TRECHO SELECIONADO:
********

Ainda para este autor que se inere naquela que foi crismada como corrente sociológico-normativa ou juridico-funcional a pena deve funcionar “como uma privação ou restrição de bens jurídicos, prevista na lei, e imposta pelos órgãos jurisdicionais competentes ao autor do facto delitivo”[iv]. Günther Jakobs, epígono desta corrente, refere que, apesar das diferenças que é possível surpreender nos distintos entendimentos quanto a esta problemática, notas comuns são passíveis de ser colimadas num conceito unitário de pena, conferindo a esta “uma função de reacção ante uma infracção de uma norma; que mediante a reacção sempre “se pone de manifesto” que norma deve ser cumprida e tem que ser defendida; e que a reacção demonstrativa deverá sempre ter lugar à custa do responsável por haver infringido a norma (por “a costa de” se entiende en este contexto la pérdida de cualqier bien)”[[v]] (tradução nossa).

Em decisivo, numa lapidar expressão, para este autor «la única meta que le corresponde al Derecho Penal es garantizar la función orientadora de las normas jurídicas.

********

SECÇÃO DE DADOS:
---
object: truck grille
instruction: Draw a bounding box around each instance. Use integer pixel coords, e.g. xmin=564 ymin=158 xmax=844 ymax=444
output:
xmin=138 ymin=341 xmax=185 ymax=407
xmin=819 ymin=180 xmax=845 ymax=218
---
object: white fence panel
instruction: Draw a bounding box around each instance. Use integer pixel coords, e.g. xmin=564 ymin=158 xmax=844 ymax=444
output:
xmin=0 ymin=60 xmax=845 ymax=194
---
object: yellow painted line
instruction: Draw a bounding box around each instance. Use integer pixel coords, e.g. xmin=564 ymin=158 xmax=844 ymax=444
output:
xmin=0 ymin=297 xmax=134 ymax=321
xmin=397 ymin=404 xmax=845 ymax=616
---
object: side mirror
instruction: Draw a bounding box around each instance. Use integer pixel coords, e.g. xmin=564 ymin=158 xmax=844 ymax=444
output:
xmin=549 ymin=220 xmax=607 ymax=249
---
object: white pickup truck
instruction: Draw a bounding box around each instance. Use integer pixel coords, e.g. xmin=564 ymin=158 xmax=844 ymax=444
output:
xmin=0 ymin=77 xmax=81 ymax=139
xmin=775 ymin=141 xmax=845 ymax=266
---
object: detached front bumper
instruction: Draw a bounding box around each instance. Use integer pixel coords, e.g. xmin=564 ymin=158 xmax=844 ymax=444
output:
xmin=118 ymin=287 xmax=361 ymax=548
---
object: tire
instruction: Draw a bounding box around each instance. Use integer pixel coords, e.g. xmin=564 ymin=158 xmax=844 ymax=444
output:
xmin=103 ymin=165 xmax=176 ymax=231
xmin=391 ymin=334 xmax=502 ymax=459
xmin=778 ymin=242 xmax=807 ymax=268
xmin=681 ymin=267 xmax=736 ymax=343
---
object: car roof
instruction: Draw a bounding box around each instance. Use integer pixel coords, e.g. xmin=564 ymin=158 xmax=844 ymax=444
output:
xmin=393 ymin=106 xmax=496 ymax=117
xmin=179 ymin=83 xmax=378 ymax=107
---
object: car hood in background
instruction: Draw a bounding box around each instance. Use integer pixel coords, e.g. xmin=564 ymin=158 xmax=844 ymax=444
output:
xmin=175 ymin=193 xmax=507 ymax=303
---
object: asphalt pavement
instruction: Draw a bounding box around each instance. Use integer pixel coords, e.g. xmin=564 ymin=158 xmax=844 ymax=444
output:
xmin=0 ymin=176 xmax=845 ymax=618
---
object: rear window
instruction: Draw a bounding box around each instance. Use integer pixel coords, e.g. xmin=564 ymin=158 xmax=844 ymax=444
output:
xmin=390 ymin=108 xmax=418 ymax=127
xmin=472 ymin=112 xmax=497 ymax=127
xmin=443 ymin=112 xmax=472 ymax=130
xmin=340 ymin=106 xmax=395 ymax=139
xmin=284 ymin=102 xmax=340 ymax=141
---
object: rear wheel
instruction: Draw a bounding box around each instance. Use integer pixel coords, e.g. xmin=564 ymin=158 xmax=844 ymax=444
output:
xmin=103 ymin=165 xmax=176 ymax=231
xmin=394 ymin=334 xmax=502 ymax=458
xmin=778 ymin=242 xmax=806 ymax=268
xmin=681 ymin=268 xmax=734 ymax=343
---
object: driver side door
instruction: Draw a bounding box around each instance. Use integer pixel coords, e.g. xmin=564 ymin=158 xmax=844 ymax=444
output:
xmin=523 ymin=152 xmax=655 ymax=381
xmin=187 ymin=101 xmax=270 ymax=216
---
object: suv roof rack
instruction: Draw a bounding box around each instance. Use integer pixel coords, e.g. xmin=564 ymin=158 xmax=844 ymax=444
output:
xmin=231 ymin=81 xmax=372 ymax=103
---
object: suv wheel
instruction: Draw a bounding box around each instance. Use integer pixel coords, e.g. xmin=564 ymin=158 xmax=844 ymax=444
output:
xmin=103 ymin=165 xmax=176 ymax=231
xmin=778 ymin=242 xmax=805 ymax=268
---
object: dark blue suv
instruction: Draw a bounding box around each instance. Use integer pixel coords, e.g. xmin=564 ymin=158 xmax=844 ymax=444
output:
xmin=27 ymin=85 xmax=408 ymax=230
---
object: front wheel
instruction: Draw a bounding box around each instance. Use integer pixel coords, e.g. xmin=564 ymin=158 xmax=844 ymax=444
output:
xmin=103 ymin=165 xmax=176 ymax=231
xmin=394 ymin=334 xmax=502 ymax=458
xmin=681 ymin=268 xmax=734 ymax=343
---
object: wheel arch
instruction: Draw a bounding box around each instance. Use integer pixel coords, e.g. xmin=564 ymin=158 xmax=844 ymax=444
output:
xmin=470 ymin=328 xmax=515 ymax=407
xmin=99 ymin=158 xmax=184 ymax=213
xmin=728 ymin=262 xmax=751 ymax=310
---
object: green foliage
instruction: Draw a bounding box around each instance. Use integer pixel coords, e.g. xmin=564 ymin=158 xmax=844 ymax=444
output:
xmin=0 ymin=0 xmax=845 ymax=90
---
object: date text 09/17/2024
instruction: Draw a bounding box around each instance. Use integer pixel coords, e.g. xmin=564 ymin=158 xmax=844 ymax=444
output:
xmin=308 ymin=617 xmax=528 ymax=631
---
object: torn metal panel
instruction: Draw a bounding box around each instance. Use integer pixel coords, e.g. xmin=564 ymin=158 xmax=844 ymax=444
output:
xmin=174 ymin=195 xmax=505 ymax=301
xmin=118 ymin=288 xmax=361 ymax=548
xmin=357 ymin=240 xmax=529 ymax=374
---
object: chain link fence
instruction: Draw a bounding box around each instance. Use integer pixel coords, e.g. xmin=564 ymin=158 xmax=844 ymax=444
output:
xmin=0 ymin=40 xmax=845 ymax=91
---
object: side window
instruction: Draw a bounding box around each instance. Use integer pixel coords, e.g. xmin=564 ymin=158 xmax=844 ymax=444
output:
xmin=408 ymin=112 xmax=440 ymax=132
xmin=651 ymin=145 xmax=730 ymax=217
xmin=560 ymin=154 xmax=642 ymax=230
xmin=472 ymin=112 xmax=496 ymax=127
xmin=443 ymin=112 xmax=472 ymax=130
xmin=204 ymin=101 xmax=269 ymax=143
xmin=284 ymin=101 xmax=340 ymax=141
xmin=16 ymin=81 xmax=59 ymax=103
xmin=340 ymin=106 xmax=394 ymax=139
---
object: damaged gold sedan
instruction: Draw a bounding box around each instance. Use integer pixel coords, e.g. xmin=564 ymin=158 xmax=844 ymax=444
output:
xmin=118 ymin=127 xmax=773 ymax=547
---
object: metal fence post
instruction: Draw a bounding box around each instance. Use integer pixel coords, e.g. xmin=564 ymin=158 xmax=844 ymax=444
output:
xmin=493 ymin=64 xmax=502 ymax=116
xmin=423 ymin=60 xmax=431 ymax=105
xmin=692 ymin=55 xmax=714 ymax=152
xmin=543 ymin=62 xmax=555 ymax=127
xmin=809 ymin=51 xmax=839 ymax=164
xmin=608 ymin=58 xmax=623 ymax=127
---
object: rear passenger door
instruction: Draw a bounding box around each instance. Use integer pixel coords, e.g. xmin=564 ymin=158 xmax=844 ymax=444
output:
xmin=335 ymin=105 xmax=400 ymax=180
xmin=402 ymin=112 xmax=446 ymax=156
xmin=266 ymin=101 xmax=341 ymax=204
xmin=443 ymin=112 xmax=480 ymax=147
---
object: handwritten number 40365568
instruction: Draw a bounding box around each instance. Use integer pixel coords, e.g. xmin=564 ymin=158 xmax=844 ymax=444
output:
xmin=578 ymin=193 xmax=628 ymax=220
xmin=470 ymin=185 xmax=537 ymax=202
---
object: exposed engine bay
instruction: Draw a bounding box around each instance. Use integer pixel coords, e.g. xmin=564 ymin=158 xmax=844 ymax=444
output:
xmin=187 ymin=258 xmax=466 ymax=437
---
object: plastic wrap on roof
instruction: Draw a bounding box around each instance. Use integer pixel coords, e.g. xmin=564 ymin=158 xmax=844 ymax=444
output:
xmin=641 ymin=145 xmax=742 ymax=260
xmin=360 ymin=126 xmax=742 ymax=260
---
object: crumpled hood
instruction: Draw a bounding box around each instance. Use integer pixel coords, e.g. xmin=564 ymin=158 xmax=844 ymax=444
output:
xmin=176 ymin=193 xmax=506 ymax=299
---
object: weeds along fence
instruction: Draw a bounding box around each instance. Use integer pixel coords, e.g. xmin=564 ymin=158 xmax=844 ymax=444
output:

********

TAREFA:
Enumere as notas comuns que, segundo Günther Jakobs no trecho, compõem o conceito unitário de pena.

RESPOSTA COMPLETA:
- A pena tem uma função de reacção ante uma infracção de uma norma.
- Mediante a reacção põe-se sempre de manifesto que a norma deve ser cumprida e tem de ser defendida.
- A reacção demonstrativa deve ter sempre lugar à custa do responsável por haver infringido a norma.